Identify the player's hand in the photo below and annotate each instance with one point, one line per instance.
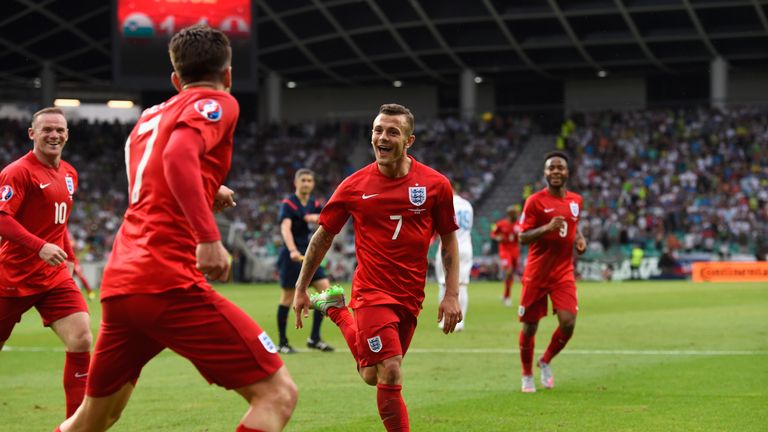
(296, 256)
(300, 306)
(581, 245)
(557, 223)
(52, 254)
(449, 312)
(213, 260)
(225, 198)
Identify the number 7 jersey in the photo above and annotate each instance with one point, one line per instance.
(154, 249)
(394, 221)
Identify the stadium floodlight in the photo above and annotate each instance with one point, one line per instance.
(121, 104)
(66, 102)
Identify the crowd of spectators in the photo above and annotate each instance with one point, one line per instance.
(672, 180)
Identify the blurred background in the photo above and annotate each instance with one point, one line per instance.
(662, 105)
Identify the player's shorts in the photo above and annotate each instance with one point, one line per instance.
(54, 304)
(533, 301)
(509, 260)
(465, 268)
(289, 270)
(226, 346)
(383, 332)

##############################

- [What to produce] The whole listing should be restated word for word, with no pictures.

- [Written solution]
Identify the player's hand in the photo below and annotate each instance with one point, one line per instance.
(296, 256)
(300, 306)
(581, 245)
(557, 223)
(52, 254)
(449, 312)
(213, 260)
(225, 198)
Identify the number 7 jersey in the photo above and annotate each instance with one point, one line per instance.
(154, 249)
(394, 221)
Identify the stadium floodlight in the photo above and annotate each instance with one point, one line per instance.
(121, 104)
(66, 102)
Identify the crowd of spectators in the photo above and annotate each instance with one point, one line per instance.
(672, 180)
Identify the blurred background in the photo above and annotate each instance with one point, one line per instance.
(662, 105)
Identify the player's shorts in the photo above and annotate each instance with one point, one line per instance.
(54, 304)
(533, 301)
(509, 260)
(465, 268)
(289, 270)
(226, 346)
(383, 332)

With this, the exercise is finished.